### ASSIGNMENT:
From the entries below, reproduce exactly the line containing "# point at: grey", the line containing "x=534, y=352", and every line in between, with nothing added.

━━━━━ EXERCISE MATERIALS

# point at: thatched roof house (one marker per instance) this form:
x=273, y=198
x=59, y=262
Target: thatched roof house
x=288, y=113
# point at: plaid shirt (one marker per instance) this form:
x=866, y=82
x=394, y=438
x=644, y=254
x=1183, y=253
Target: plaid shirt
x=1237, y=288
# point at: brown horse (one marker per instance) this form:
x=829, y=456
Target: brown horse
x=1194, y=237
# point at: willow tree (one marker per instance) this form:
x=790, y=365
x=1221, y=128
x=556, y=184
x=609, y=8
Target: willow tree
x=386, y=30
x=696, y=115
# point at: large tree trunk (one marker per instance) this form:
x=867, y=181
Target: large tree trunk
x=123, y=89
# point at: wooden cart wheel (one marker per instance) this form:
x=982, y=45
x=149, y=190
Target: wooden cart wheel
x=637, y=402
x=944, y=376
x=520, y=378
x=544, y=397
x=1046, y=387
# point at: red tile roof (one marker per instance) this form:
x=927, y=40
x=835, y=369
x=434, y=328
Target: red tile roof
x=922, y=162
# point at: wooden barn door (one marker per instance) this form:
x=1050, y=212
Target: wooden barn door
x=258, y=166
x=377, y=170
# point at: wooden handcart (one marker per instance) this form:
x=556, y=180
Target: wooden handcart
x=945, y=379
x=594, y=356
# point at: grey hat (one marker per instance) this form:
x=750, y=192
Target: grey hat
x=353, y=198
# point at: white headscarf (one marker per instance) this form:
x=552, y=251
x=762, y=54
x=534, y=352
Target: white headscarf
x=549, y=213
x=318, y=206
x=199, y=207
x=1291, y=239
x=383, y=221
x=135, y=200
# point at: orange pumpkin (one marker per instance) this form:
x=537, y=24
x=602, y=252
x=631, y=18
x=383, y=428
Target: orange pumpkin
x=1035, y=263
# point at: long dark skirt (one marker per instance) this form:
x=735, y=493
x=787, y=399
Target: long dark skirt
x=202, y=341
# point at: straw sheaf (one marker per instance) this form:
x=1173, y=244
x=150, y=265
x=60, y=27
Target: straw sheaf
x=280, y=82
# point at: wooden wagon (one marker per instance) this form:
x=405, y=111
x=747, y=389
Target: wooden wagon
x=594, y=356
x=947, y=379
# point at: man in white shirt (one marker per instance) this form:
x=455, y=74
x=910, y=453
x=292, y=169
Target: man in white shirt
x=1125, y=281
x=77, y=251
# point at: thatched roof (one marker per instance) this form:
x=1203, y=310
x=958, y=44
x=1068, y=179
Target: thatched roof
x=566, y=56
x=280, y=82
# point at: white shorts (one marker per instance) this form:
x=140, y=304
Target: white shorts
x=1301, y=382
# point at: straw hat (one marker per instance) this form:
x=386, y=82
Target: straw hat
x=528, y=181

━━━━━━━━━━
━━━━━ EXERCISE MATERIALS

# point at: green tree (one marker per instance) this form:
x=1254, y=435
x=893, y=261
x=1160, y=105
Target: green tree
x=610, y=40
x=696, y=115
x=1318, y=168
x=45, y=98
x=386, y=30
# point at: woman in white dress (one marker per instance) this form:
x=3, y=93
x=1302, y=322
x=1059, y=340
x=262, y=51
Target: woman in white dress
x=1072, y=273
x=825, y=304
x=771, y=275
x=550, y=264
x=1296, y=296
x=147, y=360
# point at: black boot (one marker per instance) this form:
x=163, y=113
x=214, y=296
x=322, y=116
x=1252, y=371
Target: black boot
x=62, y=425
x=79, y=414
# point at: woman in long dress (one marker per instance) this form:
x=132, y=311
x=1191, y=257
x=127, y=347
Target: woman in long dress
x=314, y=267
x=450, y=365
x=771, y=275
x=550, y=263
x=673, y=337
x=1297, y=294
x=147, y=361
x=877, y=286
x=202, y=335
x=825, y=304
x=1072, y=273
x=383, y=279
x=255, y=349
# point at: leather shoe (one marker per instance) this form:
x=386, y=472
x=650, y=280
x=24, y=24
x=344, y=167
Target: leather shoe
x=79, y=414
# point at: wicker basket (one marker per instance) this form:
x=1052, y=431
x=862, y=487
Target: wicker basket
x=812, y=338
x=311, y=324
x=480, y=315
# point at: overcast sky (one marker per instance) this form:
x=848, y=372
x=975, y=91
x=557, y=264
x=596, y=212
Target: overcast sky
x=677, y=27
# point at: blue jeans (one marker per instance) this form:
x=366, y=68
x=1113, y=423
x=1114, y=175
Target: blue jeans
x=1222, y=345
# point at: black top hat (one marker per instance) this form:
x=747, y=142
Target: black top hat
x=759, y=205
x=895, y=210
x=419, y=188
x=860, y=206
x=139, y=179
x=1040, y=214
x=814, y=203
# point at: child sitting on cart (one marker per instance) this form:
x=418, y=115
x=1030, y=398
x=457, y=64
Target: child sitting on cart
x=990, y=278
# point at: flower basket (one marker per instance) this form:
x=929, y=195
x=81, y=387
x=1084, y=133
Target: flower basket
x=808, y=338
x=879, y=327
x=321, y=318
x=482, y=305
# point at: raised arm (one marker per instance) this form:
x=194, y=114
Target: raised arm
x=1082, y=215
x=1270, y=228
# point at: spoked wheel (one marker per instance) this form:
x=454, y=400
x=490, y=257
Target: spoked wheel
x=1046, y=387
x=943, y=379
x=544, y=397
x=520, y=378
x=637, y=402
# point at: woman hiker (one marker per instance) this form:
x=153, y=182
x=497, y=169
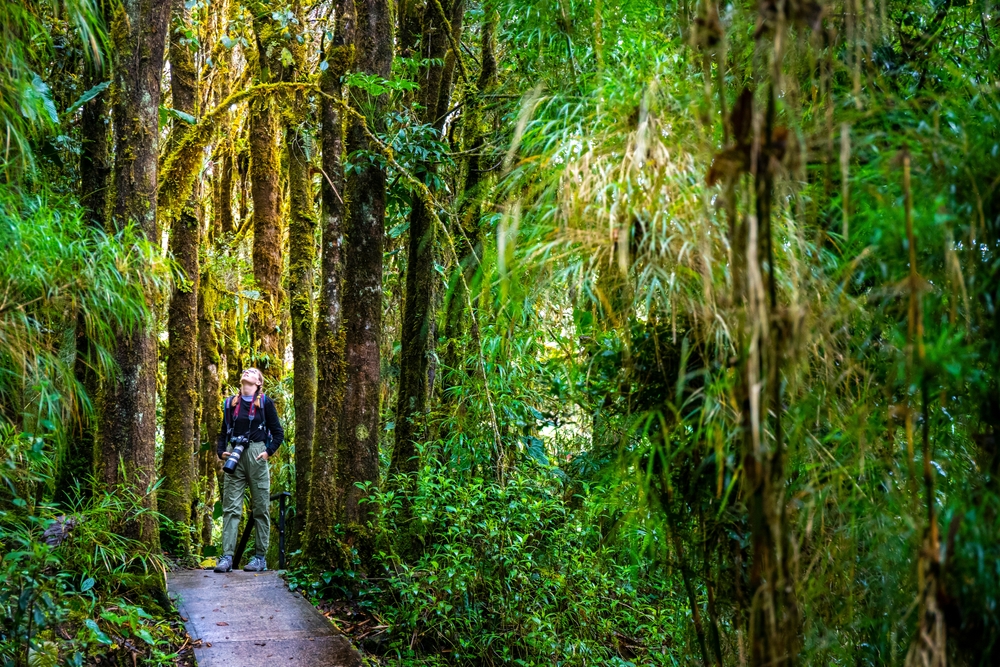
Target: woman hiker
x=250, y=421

━━━━━━━━━━

### ANSWER TO THE PROBLEM:
# point at: grey hat (one marker per instance) this form:
x=750, y=192
Target: grey hat
x=353, y=198
# point at: white headscarf (one marker per instance) this form:
x=552, y=251
x=762, y=54
x=534, y=352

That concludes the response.